» Aim: Which lines in the records below contain the word "train"? Locate each one and copy it out in full.

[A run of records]

****************

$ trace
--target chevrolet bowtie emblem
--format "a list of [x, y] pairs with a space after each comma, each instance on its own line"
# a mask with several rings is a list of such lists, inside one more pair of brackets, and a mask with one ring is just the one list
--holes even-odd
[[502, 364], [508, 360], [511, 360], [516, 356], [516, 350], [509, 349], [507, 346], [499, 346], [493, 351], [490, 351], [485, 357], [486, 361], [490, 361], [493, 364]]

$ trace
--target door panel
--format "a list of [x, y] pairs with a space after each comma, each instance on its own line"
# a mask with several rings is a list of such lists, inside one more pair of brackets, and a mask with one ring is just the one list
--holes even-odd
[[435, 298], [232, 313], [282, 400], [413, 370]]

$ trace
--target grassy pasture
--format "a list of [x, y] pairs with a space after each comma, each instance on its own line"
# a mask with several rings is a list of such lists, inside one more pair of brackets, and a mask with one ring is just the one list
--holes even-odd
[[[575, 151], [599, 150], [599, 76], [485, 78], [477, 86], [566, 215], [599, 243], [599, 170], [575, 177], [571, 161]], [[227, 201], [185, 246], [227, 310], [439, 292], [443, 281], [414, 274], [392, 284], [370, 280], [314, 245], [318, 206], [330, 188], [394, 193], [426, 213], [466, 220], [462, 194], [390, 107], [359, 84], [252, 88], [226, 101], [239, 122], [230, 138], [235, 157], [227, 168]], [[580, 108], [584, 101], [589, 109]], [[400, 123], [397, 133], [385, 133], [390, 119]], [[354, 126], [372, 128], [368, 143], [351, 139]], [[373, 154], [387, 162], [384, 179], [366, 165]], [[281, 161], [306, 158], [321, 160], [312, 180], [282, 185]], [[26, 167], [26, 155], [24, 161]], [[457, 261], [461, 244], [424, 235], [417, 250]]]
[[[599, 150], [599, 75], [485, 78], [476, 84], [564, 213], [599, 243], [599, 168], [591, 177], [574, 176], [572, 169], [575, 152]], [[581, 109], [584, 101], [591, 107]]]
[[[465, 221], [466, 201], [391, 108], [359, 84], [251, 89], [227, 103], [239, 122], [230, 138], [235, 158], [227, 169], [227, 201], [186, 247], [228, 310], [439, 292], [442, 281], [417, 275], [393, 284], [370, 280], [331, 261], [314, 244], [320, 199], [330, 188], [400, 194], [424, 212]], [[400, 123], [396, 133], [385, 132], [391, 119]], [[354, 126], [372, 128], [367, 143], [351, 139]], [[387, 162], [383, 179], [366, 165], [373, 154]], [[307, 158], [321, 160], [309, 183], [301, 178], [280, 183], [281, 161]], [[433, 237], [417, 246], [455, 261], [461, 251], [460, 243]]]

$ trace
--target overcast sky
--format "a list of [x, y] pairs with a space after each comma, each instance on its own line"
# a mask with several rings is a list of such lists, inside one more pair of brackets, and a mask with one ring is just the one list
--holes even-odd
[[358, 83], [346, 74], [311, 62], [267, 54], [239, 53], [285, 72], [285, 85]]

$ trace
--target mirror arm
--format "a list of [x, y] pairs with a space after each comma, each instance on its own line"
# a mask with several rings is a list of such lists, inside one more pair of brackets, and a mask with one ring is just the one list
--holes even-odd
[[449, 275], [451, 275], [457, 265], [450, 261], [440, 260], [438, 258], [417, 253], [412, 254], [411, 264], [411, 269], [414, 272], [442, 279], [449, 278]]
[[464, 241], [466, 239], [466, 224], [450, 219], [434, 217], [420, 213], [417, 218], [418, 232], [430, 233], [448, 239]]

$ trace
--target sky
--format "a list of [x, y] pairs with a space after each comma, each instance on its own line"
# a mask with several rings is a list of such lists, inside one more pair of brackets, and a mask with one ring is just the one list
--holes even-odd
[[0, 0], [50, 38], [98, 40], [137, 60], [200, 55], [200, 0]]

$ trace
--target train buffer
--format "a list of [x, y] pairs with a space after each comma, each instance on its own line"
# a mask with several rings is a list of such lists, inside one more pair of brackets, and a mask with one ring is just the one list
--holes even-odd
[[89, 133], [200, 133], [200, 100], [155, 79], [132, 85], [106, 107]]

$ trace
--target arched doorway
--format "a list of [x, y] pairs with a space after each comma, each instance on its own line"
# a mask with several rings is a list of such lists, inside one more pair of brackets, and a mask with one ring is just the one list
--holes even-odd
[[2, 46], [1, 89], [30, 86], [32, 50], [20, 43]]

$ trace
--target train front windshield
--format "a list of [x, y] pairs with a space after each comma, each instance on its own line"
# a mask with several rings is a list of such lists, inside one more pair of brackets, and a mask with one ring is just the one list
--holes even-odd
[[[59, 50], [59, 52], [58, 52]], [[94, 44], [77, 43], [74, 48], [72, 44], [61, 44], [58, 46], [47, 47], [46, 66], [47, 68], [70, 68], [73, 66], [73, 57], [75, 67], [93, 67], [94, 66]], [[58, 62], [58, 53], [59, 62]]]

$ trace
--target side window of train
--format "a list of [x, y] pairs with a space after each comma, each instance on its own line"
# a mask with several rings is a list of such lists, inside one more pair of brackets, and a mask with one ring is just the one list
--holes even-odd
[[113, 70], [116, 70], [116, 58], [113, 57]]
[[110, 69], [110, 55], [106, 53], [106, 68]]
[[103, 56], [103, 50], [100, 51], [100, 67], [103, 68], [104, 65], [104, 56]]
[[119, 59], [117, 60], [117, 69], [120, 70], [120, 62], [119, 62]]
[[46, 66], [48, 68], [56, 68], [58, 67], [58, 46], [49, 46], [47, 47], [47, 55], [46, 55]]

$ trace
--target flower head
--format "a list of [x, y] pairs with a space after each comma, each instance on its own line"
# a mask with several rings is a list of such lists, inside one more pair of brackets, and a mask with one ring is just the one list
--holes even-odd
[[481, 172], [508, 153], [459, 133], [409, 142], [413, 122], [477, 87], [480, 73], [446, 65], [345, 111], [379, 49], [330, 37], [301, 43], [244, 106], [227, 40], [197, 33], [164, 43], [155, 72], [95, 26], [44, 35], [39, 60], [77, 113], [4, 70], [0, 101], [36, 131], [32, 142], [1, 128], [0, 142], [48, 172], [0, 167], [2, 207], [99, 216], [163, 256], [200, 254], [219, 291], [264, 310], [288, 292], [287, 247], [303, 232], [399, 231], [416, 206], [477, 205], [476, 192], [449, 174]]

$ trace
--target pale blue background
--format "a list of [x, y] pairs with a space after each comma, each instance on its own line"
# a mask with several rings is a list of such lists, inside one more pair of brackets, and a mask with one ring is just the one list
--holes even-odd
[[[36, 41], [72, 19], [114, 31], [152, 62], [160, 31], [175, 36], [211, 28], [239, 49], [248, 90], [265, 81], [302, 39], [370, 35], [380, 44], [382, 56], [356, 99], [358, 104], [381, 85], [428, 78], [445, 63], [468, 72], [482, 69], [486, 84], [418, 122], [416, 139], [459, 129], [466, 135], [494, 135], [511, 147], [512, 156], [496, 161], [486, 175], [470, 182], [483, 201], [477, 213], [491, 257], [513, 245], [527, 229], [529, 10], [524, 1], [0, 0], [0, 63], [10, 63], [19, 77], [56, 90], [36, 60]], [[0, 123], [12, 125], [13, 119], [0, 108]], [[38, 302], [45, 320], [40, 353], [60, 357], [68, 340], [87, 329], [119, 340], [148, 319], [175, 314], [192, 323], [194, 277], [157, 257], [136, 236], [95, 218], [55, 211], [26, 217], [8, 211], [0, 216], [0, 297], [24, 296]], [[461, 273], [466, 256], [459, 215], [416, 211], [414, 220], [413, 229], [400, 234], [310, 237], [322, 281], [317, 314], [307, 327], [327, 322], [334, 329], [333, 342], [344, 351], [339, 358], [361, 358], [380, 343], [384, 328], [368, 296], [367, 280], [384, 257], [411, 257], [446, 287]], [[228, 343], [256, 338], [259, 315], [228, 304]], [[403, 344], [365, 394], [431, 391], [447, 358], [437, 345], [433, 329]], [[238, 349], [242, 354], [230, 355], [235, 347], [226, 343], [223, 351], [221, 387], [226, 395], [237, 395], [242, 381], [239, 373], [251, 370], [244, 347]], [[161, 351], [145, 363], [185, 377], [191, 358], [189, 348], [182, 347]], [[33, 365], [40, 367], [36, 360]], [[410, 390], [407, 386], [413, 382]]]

****************

» Written solution:
--target train buffer
--target train front windshield
--target side window of train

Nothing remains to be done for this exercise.